=== Problem description ===
Write out the material below word for word, everything from the line containing "In this exercise you will find the electric" down to the line containing "[(166, 224)]", including both of those lines.

- - - - - - -

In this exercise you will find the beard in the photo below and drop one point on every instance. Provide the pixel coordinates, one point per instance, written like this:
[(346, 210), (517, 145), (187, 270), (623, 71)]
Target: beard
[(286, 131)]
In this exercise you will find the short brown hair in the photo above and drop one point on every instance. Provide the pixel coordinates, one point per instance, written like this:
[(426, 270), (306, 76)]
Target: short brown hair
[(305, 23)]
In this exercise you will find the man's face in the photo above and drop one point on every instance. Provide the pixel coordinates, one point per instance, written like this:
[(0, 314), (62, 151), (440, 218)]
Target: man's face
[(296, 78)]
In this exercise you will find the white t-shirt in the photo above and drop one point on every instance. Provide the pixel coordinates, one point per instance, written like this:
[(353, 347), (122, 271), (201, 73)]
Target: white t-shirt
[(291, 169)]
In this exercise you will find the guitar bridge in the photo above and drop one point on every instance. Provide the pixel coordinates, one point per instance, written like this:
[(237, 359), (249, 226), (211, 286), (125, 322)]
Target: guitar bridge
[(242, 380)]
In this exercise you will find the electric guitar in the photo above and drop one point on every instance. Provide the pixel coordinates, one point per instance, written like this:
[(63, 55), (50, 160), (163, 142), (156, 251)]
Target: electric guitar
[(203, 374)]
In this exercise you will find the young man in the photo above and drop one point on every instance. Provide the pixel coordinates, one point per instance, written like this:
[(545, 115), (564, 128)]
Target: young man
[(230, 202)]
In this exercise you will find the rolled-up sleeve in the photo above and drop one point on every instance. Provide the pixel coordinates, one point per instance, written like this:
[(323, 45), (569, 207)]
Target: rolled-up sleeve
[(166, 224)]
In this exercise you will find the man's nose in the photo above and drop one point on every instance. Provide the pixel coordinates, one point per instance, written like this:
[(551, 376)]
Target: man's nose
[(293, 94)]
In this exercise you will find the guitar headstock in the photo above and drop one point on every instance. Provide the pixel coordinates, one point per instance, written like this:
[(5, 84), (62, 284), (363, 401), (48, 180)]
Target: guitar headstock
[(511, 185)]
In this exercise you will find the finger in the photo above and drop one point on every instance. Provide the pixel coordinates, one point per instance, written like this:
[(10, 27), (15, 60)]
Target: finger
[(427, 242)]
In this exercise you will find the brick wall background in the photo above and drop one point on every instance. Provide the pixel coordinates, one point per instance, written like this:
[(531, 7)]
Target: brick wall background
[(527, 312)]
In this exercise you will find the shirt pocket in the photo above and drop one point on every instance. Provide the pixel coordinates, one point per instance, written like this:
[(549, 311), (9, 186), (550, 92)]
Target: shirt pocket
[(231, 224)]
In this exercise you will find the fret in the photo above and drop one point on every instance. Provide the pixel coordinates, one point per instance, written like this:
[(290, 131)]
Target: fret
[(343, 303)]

- - - - - - -

=== Full answer ===
In this exercise you will find the electric guitar in the photo above and drop one point on every instance. Provide the pixel coordinates, one point per instance, written like this:
[(63, 55), (50, 160), (163, 142), (156, 251)]
Target: electric guitar
[(203, 374)]
In this exercise you will find the young man in the photo above and drop one point on every instance. Provide the pixel coordinates, one point per instance, written like this:
[(545, 115), (564, 128)]
Target: young man
[(230, 202)]
In this exercise you will find the rolled-up sleeve in the photo above and drop one point on every instance. Provide the pixel coordinates, one point per instance, written like this:
[(323, 45), (569, 207)]
Target: rolled-up sleeve
[(166, 224)]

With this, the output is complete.